▸ Supplied passage:
Instacart Expert Feedback - 2025-07-01¶
TL;DR¶
Strong validation of scenarios/assumptions concept. Key insight: assumptions should be tracked over time so variance can be attributed to (1) actuals vs forecast and (2) assumption changes. Wants version saving, actuals overlay, and budget-to-cash translation support.
Overall Sentiment¶
| Direction validated | Yes |
| Stage shown | Early prototype |
| Ready for next stage | Yes - build MVP |
| Blocker for them? | No (expert interview) |
Source¶
- Transcript: 2025-07-01-instacart-forecasting-discovery.md
- Date: 2025-07-01
- Participants: David Watt (Treasury, Instacart - formerly Sonder)
- Context: Expert discovery interview - scenario/assumption studio prototype walkthrough
This Iteration: Validation¶
What they validated about the current design:
- Apply assumptions to forecast - "Like a stair step. It would just go up and then stay flat again, right?" (payroll raise example)
- Set effective date - "And when does it take effect?" → validated need for this
- Visual preview of impact - "Charts are great because you can lay it out and say, well, here's what it's been, and then here's what I'm expecting"

Point annotation dataset records:

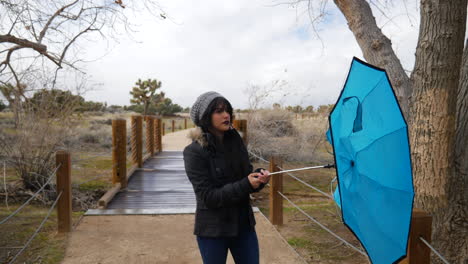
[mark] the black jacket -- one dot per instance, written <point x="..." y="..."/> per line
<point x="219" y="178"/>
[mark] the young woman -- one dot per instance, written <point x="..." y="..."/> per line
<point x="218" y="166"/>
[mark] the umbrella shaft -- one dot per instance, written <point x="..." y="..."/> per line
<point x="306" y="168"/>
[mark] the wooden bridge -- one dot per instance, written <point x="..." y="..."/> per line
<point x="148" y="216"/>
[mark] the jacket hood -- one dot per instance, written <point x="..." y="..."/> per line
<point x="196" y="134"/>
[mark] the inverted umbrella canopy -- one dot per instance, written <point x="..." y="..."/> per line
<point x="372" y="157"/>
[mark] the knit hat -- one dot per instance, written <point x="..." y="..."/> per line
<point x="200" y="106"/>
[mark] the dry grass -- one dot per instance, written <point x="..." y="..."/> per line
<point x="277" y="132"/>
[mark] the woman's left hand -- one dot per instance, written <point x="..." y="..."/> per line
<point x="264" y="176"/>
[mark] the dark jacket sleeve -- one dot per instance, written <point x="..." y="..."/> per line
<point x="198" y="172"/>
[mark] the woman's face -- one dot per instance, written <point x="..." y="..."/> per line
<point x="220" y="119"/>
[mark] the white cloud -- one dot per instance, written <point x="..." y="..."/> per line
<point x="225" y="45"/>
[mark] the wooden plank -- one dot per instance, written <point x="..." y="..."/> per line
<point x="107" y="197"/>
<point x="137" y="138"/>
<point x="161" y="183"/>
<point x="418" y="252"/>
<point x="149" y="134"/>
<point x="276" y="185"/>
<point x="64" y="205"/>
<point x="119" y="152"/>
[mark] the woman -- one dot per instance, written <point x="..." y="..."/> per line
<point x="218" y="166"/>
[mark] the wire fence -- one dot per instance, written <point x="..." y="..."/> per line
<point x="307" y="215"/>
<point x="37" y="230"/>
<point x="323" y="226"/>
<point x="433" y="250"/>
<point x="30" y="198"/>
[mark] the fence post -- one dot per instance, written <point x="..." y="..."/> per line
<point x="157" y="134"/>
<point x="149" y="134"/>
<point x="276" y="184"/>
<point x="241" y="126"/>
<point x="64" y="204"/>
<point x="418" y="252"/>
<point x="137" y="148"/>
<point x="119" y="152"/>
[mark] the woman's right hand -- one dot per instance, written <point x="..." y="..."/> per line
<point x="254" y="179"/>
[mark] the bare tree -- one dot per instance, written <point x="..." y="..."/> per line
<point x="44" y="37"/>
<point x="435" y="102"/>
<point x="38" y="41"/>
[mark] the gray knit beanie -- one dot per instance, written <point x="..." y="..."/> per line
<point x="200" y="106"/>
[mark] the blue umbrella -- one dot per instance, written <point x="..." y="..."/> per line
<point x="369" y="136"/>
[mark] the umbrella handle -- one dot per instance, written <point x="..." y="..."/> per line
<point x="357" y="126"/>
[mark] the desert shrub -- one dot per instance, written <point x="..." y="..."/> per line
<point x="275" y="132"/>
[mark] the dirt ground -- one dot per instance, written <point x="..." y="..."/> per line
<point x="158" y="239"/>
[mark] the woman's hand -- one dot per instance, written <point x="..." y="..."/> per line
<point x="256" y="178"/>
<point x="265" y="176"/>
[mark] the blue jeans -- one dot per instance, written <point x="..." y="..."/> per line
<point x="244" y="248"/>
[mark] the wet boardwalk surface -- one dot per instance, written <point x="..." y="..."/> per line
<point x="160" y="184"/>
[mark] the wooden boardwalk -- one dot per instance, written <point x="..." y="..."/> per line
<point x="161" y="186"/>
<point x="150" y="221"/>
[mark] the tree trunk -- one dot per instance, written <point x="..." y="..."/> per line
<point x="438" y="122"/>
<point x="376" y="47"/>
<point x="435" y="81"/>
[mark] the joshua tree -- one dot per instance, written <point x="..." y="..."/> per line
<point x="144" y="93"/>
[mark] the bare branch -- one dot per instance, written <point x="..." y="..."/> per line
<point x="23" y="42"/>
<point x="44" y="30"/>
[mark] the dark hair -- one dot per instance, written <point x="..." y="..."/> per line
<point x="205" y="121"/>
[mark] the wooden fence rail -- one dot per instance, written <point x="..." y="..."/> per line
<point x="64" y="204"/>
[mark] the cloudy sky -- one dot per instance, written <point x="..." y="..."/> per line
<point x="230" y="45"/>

...

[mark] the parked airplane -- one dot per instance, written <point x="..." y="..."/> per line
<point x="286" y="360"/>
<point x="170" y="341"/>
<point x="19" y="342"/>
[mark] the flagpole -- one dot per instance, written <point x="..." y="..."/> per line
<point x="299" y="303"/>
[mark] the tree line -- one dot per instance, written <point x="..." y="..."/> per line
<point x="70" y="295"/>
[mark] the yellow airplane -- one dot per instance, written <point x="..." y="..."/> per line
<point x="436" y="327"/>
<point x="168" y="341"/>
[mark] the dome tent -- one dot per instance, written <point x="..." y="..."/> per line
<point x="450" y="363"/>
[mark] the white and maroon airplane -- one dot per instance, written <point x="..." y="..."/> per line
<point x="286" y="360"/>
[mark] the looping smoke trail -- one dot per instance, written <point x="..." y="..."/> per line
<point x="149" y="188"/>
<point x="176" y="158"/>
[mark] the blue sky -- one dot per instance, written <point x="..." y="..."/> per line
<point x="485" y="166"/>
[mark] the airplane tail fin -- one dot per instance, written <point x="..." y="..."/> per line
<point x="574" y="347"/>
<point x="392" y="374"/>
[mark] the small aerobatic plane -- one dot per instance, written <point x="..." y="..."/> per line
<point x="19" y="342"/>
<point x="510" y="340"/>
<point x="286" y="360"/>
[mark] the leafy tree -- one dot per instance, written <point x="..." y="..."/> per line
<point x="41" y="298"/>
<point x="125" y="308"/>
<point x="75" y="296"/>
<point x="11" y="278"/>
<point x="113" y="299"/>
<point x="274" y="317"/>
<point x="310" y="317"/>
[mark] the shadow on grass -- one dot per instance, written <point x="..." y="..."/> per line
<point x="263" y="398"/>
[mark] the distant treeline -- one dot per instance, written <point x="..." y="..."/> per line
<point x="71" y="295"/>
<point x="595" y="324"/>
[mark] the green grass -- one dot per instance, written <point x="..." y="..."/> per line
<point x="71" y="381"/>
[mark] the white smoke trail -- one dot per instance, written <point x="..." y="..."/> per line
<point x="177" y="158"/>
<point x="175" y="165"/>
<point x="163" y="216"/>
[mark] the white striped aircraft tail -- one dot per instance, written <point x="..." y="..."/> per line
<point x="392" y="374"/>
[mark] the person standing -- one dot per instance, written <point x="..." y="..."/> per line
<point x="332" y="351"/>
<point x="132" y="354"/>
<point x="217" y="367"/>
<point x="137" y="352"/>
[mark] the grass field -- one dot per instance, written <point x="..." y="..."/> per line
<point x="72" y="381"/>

---

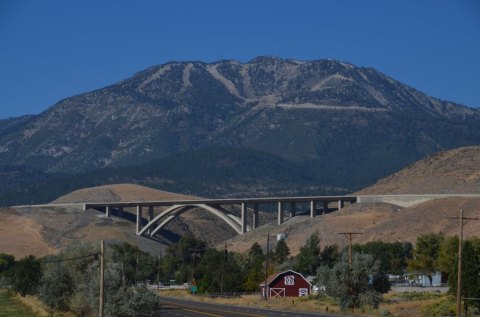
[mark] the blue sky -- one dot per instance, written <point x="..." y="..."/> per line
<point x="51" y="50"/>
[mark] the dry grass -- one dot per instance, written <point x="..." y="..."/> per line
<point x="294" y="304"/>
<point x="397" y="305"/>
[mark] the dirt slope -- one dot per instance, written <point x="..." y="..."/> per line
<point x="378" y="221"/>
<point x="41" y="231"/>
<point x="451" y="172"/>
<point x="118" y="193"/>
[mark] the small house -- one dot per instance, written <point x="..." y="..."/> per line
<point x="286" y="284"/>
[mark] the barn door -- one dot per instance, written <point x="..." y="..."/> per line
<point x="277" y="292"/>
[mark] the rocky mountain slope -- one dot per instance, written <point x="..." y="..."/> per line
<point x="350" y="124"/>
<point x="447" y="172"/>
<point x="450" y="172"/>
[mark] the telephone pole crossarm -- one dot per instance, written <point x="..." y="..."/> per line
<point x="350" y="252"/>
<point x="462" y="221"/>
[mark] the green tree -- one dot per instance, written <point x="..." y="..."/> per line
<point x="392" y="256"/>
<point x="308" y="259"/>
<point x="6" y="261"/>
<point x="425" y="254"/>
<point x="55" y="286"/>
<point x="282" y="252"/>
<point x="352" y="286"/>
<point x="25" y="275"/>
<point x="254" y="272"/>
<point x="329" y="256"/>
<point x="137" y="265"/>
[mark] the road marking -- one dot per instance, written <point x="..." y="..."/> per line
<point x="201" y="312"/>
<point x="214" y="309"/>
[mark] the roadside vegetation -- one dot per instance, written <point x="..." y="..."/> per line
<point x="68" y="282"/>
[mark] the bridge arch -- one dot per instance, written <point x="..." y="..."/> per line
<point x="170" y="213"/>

▸ Required tasks:
1) Answer these from the Instacart feedback notes:
(a) What stage of the product was shown?
(b) Where did David Watt work before Instacart?
(c) What shape did the payroll raise example compare the change to?
2) Pick out every line of the records that contains the word "wooden", and copy each one. Case counts.

▸ The results:
1)
(a) An early prototype.
(b) Sonder.
(c) A stair step.

2)
[mark] the wooden bridge -- one dot per instance, written <point x="..." y="..."/> per line
[mark] the wooden plank -- one dot per instance, written <point x="..." y="..."/> per line
[mark] the wooden boardwalk -- one dot per instance, written <point x="..." y="..."/> per line
[mark] the wooden fence rail -- one dot per instance, written <point x="..." y="..."/> per line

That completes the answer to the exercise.